• _Short problem_
From the listing below, extract every line that contains the word "face".

++++

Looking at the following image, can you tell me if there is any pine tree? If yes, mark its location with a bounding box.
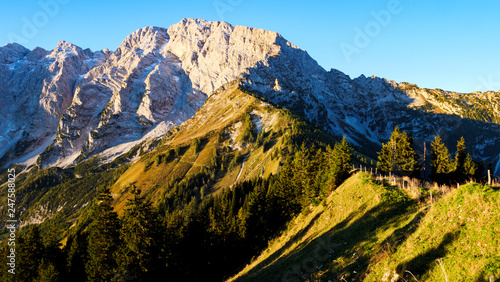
[16,225,44,281]
[431,135,453,181]
[325,137,352,191]
[85,187,120,281]
[454,136,468,173]
[462,152,478,179]
[118,186,158,281]
[65,232,87,282]
[378,127,418,174]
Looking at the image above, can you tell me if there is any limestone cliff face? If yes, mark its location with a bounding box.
[0,19,500,172]
[0,41,103,163]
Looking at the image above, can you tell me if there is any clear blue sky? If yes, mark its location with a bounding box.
[0,0,500,92]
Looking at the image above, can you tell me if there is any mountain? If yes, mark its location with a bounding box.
[0,19,500,281]
[0,19,500,173]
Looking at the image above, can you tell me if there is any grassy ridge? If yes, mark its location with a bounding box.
[230,173,500,281]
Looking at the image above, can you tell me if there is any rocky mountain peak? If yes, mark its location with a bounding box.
[0,43,30,64]
[118,26,168,52]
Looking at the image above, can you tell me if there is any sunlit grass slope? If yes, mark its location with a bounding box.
[230,173,500,281]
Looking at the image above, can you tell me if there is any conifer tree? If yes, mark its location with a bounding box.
[453,136,468,174]
[325,137,352,192]
[85,187,120,281]
[65,232,87,282]
[378,126,418,174]
[117,186,159,281]
[431,135,452,181]
[462,152,479,179]
[16,225,44,281]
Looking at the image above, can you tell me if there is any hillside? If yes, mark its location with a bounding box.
[0,19,500,175]
[228,173,500,281]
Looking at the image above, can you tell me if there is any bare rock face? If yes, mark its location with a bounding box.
[42,19,320,166]
[0,19,500,173]
[0,41,103,163]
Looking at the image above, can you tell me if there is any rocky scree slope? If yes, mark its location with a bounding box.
[0,19,500,172]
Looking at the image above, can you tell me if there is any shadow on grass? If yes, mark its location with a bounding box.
[396,230,459,277]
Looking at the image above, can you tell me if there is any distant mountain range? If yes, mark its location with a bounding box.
[0,19,500,174]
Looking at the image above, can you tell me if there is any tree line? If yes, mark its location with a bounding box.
[378,127,484,184]
[2,139,352,281]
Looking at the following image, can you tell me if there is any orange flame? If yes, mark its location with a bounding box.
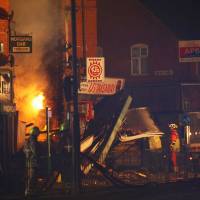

++++

• _Reply to the exercise_
Looking at the image above, can you tell me if there is any limestone cliff face? If yes, mark its location with a bounding box.
Looking at the image above, can you tell me if there is any bare rock face? If yes, mark its location with a bounding box.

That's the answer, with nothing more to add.